>> begin TEXT EXCERPT

My take on the current State Of The Nation


As a Kenyan who has lived in the country for at least two decades, I must appreciate the fact that we have come far. A lot must have been done to get us where we are now. Well done to the masterminds behind the development so far. It is honourable to give credit where it is due, and, this is a habit many are yet to learn. On the other hand, it is a weakness to only see the negative without noticing the efforts made even on little things. Allow me to say Hongera once more, and there’s still more to be done.

In as much as I acknowledge the changes made, I am saddened by the current state of the nation. We have a long way to go. Differ with me if you will, but this is the state we are in right now as a nation:

  • The rich are increasing in wealth, as the poor lose even the little they had. While poor mama mboga is paying tax for a business she can hardly count on, billions and billions of money are going unaccounted for. Minor offences are being charged in court while the major thieves are awarded top seats in government. You know what I am talking about, need I say more?

>> end TEXT EXCERPT
>> begin RECORDS FOR PROCESSING

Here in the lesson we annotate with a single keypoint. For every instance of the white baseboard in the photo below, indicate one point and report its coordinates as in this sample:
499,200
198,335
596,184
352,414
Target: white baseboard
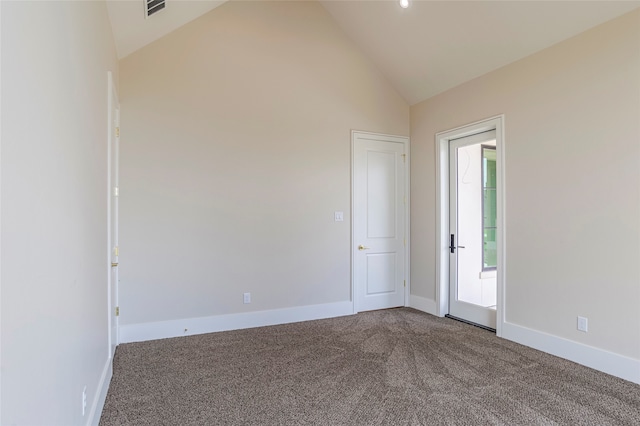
101,394
190,326
423,304
598,359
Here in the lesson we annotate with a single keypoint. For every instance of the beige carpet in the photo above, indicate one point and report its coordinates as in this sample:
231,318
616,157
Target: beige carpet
391,367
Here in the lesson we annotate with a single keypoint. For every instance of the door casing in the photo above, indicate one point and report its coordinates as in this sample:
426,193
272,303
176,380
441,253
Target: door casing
397,139
442,213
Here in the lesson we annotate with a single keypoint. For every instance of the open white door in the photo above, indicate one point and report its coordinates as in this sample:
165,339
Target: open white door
380,166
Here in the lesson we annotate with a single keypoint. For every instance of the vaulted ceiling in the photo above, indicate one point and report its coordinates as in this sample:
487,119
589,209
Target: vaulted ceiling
423,50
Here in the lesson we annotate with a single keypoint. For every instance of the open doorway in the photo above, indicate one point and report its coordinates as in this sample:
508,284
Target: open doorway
470,223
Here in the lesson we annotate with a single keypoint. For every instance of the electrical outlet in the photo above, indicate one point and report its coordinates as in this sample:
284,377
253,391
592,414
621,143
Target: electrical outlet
84,400
583,324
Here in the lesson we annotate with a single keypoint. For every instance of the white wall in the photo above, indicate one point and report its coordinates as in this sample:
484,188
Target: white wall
55,57
235,154
572,172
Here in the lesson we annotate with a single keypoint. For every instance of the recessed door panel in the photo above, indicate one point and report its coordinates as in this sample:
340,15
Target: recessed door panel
381,273
381,194
379,253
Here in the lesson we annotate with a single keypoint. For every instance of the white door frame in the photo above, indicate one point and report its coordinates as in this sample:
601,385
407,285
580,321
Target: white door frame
407,262
112,97
442,213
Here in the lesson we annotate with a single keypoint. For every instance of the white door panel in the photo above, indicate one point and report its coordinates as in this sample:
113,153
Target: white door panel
379,221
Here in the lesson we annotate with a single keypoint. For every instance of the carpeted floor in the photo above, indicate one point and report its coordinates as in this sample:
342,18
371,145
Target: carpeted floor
391,367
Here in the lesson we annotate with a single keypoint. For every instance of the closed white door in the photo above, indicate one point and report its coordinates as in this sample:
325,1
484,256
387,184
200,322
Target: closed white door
473,226
379,214
114,251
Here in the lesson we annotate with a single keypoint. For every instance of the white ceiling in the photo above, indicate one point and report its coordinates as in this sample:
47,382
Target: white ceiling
426,49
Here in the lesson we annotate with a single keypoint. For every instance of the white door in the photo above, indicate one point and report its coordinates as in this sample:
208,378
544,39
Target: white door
473,226
114,141
379,220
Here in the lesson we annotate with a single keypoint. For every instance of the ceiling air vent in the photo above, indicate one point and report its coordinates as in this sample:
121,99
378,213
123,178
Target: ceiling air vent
153,6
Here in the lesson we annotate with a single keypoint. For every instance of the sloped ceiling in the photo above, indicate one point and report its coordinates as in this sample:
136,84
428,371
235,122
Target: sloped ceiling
132,31
424,50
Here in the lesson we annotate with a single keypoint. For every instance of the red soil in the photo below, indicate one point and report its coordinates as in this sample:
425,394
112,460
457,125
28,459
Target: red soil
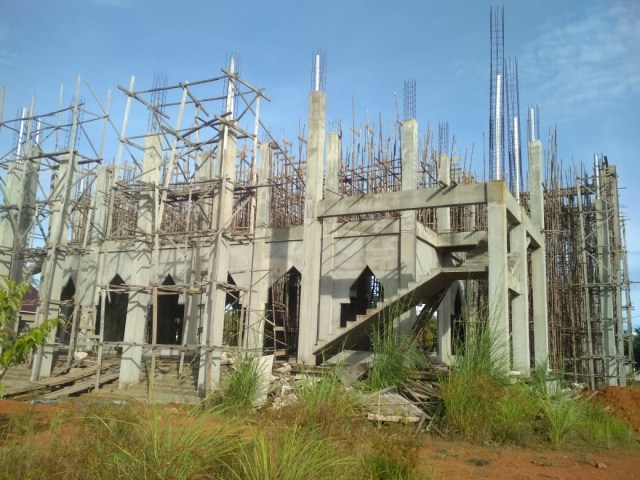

>> end RECORDS FOR PROCESSING

GOALS:
(a) Transcribe the state-of-the-nation post from "In as much as" to "I say more?".
(b) Gather every line of the rows that holds the string "doorway".

SOLUTION SET:
(a)
In as much as I acknowledge the changes made, I am saddened by the current state of the nation. We have a long way to go. Differ with me if you will, but this is the state we are in right now as a nation:

  • The rich are increasing in wealth, as the poor lose even the little they had. While poor mama mboga is paying tax for a business she can hardly count on, billions and billions of money are going unaccounted for. Minor offences are being charged in court while the major thieves are awarded top seats in government. You know what I am talking about, need I say more?

(b)
Here in the lesson we annotate with a single keypoint. For every instance of the open doorway in the photo above, indicate one point and report its coordinates as in this sample:
Target: open doorway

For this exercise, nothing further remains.